* EXERCISE INSTRUCTIONS: In the entries that follow, the lines from the one with "thatched roof gazebo?" through the one with "142L343 257L423 242L420" are the ones to write out, exactly and with both ends included. Nothing else should appear.

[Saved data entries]
== Segment start ==
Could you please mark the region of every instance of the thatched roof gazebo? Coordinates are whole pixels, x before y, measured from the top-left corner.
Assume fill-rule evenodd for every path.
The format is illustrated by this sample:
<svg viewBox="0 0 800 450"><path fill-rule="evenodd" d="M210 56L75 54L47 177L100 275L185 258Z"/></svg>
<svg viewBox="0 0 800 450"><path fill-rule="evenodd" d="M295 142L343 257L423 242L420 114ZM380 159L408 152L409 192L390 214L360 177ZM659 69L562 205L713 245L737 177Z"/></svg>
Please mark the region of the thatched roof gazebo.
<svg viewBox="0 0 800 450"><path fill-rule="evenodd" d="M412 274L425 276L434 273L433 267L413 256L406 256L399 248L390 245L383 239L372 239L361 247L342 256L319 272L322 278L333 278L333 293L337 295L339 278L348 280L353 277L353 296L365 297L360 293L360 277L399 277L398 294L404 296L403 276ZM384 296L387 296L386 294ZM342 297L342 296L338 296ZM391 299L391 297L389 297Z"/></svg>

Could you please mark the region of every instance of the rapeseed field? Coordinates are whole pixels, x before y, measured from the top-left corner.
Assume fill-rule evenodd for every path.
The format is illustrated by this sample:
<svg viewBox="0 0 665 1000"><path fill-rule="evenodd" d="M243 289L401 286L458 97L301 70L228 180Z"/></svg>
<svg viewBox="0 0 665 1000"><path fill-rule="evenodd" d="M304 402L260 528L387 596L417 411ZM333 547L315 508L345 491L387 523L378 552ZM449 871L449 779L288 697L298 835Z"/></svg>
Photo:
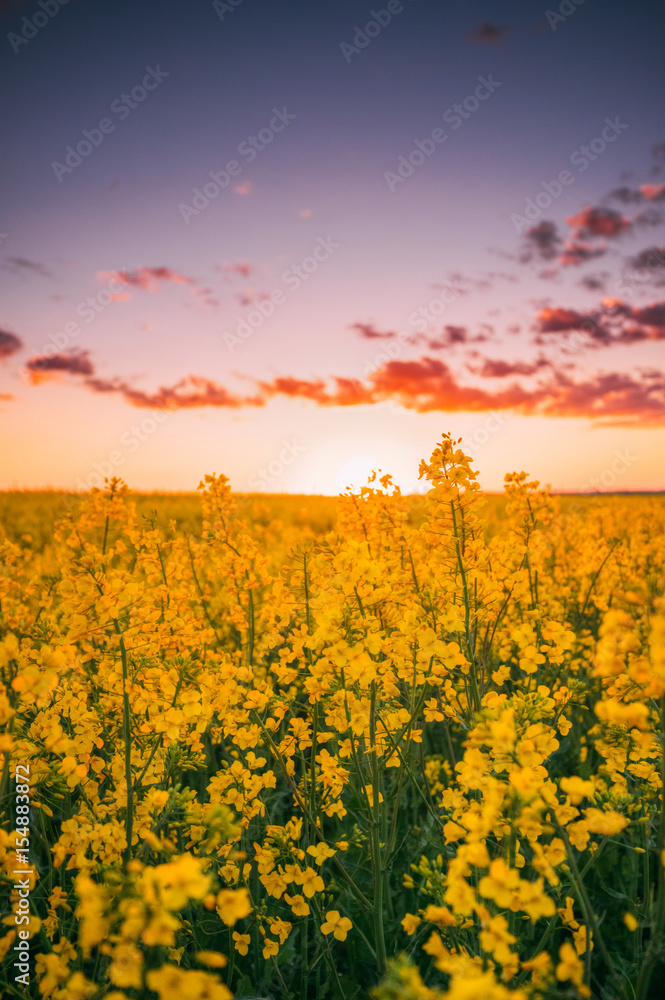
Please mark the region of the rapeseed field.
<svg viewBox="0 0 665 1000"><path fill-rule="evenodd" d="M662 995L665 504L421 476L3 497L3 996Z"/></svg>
== Segment end ==
== Segment start ==
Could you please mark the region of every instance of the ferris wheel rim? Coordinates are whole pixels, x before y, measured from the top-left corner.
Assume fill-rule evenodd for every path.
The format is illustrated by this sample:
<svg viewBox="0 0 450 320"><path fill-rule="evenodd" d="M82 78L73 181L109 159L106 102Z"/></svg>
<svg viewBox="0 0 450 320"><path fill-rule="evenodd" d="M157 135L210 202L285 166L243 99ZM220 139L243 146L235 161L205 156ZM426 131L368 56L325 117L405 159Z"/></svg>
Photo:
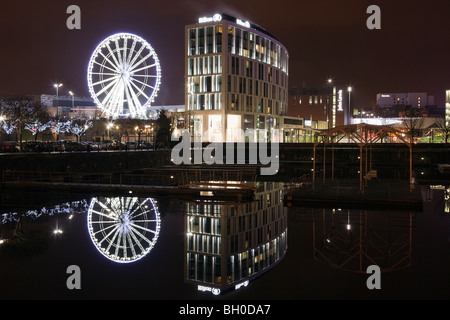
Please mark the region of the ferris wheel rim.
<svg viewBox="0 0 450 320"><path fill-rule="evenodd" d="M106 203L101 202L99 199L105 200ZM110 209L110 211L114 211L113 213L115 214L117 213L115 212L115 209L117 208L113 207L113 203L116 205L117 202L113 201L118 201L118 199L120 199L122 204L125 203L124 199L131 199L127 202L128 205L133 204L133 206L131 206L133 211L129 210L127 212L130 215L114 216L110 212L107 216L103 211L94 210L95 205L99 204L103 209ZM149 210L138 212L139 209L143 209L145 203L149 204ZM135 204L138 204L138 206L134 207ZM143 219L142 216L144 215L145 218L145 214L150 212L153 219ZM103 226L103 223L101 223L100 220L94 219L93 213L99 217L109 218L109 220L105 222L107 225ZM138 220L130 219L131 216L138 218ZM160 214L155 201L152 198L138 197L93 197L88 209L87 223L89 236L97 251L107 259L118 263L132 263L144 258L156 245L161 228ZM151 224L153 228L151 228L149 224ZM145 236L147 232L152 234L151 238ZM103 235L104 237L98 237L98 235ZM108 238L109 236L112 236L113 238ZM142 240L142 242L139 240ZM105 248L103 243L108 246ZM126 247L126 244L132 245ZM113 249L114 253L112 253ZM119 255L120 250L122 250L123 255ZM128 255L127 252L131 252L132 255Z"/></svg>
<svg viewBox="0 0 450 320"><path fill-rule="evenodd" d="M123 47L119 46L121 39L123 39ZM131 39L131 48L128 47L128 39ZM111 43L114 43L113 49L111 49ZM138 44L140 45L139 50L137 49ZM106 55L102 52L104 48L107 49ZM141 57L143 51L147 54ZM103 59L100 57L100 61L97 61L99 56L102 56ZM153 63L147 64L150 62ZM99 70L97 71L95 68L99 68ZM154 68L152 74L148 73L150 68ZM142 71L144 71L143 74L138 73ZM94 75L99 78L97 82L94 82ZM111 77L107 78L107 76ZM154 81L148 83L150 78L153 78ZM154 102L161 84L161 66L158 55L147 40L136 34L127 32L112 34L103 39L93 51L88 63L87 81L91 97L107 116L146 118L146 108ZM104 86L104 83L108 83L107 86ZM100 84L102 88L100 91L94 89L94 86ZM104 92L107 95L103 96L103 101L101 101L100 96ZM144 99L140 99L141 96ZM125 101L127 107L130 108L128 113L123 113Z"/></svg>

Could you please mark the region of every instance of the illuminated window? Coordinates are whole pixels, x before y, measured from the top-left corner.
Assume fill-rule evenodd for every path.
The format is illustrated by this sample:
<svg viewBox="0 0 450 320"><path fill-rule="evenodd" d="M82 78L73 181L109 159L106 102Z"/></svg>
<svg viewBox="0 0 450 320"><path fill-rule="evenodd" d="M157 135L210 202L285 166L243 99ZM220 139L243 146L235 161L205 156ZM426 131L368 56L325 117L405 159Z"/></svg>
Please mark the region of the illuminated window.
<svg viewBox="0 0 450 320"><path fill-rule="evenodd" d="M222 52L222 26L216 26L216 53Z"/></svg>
== Segment end ==
* YOUR SOLUTION:
Could you please mark the region of every instance of the thatched roof gazebo? Coordinates are whole pixels, x before y, measured from the top-left corner.
Assume fill-rule evenodd for every path.
The format is illustrated by this sample:
<svg viewBox="0 0 800 450"><path fill-rule="evenodd" d="M210 56L75 54L47 177L100 275L185 258Z"/></svg>
<svg viewBox="0 0 800 450"><path fill-rule="evenodd" d="M295 142L343 257L423 242L420 114ZM380 159L408 152L409 192L390 214L360 177ZM659 69L562 205L713 245L737 177Z"/></svg>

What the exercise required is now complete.